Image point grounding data
|---|

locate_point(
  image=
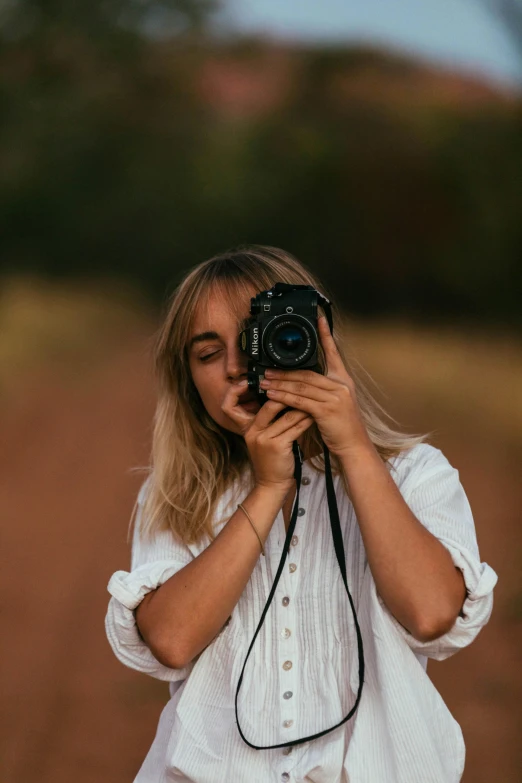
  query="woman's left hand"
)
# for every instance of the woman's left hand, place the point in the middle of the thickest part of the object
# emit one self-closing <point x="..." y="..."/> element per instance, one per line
<point x="330" y="399"/>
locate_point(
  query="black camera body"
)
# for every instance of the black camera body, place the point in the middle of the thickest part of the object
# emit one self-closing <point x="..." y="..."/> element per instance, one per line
<point x="282" y="332"/>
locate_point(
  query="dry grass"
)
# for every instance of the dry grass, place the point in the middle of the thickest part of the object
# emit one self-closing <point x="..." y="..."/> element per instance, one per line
<point x="472" y="379"/>
<point x="62" y="327"/>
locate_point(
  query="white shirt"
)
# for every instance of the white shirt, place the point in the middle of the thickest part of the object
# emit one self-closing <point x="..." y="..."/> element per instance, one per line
<point x="302" y="674"/>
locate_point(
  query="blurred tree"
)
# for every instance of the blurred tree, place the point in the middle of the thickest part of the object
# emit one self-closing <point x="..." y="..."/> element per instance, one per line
<point x="21" y="18"/>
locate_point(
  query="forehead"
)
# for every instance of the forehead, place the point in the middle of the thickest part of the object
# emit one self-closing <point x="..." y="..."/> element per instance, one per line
<point x="218" y="308"/>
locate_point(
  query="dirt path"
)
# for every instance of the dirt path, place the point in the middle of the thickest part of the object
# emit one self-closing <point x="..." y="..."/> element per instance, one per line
<point x="72" y="711"/>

|---|

* _WORK TO COMPLETE_
Go through the data above line by line, count those that contain the string "dirt", and reply with the count only.

* _WRITTEN SOLUTION_
2